**DESCRIPTION OF THE TASK**
Locate each line in the data below that contains the word "cherry", then copy those lines in full.

**DATASET ENTRIES**

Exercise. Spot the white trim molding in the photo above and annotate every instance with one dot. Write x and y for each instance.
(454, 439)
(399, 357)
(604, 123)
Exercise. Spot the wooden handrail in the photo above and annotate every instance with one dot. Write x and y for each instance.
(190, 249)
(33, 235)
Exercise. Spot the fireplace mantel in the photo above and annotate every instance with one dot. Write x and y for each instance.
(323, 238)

--

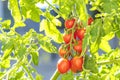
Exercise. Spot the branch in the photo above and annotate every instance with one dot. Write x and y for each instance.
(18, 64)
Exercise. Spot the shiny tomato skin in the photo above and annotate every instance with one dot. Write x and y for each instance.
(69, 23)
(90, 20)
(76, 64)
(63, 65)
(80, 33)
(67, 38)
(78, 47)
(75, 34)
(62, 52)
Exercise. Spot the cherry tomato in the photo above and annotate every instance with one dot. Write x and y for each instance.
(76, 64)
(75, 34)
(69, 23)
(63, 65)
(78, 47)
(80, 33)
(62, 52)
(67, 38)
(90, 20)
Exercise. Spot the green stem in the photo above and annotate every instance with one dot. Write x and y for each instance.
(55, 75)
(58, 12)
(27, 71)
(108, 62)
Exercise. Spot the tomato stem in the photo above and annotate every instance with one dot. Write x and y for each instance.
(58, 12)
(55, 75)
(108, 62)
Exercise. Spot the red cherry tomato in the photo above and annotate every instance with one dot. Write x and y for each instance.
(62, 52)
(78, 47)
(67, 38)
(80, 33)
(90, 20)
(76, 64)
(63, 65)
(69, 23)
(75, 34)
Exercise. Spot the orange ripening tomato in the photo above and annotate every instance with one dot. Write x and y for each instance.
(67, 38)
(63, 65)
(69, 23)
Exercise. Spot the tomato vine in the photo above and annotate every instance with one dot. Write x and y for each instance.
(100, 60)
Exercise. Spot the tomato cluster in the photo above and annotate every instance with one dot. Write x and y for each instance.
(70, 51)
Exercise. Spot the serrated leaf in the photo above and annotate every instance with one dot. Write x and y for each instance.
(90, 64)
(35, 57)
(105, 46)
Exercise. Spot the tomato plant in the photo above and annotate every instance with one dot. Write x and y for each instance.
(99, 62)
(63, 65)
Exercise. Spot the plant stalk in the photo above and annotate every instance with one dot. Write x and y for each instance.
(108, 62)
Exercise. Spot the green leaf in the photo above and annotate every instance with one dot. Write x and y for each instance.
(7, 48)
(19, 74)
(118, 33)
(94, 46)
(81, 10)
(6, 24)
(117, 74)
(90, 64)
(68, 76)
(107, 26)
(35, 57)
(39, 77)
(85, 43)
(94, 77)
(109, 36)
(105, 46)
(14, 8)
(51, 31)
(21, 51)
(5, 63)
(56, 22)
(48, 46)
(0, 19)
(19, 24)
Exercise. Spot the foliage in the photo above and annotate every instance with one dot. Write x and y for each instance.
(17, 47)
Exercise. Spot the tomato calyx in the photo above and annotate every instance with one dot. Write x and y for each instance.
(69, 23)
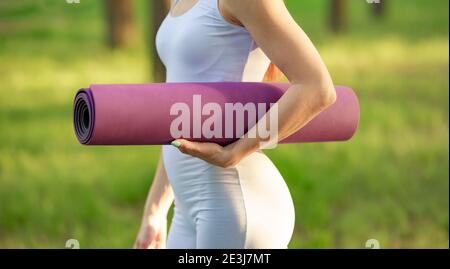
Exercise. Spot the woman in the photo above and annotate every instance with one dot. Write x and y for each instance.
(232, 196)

**REPLY**
Exercise. Spot the cherry tomato in the photo above and annotate every instance with one dot. Write x and y for each instance.
Exercise. Spot the red cherry tomato in the photo above and annotate every instance with one dot. Write x and y for each instance.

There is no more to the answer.